Undici metri. È la distanza tra il dischetto e la porta, il margine tra l’essere protagonista della vittoria o immagine della sconfitta. Sono quelli che Cristiano Ronaldo non ha potuto percorrere, ieri sera nella finale tra Napoli e Juventus. Per essere l’uomo dell’ultimo rigore. Quello decisivo, se ci si arriva. Come nel 2012, all’Olimpico gli è andata male. A differenza del 2016, quando si prese la copertina della finale di Champions League. 

Voleva firmare la vittoria. CR7 è così, inutile nascondersi. Tutto o niente. Di solito tutto, va detta la verità: non sarà una finale di Coppa Italia (la seconda persa in carriera, però) a cambiare il palmarès di uno dei calciatori più straordinari di tutti i tempi. Il lusitano cinque volte Pallone d’Oro è il catalizzatore, delle attenzioni, del gioco, dei gol: la Juve lo ha accettato, anche ben volentieri, nel momento in cui ha scelto di puntare sul 7 del Real Madrid e farne il colpo del secolo, almeno in Italia. Contro gli azzurri, voleva essere lui, ancora una volta, a mettere il sigillo finale. A fare del trofeo la coppa di Ronaldo, prima ancora che della Juventus.

Invece scompare nella sconfitta. A conti fatti, però, Cristiano Ronaldo non c’è. Assente nella breve e sfortunata (per i bianconeri, ovvio) lotteria dei rigori. Perché l’ultimo è decisivo, a patto di batterlo. Questione annosa, il dibattito è ampio e variegato, dai campetti di calcetto alle finali dei mondiali: nel 2006, Lippi mandò per primi i più bravi, per esempio. Ultimo rigore o no, il punto è che comunque CR7 vi si sarebbe avvicinato dopo una partita in cui è stato attore non protagonista e non certo dei migliori: ha tirato sì, ma quasi mai rendendosi pericoloso. Ha toccato 48 palloni: tra i titolari, soltanto Buffon e Matuidi hanno “giocato” meno nelle fila della Vecchia Signora. Per i verdetti è presto: siamo solo alla seconda partita del calcio Covid. Ma non sempre si è decisivi tirando la stoccata finale.
☆ ☆ ☆ ☆ ☆ ☆ ☆
▶ **Compito**
Secondo il brano su Cristiano Ronaldo, quanti palloni ha toccato nella finale tra Napoli e Juventus?

(Voci di dati memorizzati)
☆ ☆ ☆ ☆ ☆ ☆ ☆
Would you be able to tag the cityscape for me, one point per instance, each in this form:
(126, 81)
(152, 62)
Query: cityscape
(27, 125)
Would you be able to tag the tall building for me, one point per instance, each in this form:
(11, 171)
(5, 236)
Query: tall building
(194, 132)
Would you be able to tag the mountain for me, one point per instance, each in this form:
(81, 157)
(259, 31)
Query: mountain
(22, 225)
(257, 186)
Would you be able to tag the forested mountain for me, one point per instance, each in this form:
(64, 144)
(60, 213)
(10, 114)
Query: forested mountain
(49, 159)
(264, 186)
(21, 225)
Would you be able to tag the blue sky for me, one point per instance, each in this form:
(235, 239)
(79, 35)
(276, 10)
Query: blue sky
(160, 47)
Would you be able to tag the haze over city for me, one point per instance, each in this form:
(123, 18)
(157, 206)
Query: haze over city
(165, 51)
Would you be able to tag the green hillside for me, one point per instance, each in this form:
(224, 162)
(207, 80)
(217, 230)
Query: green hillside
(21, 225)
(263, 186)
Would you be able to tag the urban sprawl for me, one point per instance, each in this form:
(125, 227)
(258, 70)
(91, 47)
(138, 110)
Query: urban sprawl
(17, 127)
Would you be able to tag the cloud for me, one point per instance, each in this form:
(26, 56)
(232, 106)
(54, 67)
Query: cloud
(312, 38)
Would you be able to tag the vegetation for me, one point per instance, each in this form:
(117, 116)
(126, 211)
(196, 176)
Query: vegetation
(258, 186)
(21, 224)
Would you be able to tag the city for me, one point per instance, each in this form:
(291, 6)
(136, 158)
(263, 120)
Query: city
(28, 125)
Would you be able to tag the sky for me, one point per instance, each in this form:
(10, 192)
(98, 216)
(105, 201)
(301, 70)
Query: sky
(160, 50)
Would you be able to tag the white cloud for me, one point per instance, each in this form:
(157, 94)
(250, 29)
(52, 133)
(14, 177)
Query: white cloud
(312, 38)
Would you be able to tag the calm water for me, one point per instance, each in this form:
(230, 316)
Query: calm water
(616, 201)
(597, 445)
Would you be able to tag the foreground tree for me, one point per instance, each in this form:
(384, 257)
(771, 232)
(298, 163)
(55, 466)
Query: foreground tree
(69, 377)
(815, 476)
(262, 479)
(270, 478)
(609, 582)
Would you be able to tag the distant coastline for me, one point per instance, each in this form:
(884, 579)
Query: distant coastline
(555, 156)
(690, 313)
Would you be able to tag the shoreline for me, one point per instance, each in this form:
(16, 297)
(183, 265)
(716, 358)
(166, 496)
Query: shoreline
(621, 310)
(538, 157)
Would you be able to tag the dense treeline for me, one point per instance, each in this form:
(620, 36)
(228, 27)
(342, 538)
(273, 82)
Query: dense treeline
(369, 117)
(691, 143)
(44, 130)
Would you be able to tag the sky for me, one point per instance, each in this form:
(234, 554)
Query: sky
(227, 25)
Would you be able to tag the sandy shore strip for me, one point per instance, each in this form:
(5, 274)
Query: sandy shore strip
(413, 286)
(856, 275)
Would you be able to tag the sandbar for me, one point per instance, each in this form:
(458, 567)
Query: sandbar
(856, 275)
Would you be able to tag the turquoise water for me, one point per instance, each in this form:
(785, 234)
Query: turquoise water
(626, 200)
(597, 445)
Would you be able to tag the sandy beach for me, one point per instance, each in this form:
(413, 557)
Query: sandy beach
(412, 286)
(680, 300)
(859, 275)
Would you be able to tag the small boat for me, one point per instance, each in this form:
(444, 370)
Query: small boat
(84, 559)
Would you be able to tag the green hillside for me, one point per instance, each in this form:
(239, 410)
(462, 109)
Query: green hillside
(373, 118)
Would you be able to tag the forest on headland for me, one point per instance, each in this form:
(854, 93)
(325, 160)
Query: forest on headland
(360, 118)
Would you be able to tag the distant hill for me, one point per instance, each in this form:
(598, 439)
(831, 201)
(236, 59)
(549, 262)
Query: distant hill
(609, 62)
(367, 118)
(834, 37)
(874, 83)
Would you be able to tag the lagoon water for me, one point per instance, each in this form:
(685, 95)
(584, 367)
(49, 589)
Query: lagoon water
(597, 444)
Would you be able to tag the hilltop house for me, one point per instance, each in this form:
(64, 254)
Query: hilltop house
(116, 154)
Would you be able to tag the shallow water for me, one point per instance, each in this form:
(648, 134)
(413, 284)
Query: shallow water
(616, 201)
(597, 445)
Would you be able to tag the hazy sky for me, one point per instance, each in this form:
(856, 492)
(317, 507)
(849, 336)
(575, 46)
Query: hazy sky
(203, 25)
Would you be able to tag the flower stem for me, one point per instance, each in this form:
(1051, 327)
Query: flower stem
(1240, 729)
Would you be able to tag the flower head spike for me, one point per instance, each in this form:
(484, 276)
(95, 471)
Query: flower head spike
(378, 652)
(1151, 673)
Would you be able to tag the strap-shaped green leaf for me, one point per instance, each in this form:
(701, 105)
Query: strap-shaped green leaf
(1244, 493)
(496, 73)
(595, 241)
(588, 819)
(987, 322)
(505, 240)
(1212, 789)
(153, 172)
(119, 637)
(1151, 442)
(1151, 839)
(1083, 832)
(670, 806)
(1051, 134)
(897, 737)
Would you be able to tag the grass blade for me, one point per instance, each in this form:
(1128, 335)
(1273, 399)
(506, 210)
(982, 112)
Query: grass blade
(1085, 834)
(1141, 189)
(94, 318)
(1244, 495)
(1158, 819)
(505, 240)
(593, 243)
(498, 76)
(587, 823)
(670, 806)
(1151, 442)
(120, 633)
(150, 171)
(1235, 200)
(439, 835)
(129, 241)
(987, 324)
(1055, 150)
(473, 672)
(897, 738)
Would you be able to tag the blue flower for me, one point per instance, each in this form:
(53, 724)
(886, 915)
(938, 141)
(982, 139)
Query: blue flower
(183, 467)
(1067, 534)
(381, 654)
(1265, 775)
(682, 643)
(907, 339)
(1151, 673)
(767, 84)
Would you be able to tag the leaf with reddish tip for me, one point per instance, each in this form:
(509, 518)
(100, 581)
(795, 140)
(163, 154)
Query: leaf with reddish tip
☆ ☆ ☆ ☆ ☆ ☆ ☆
▶ **Soluzione**
48 palloni.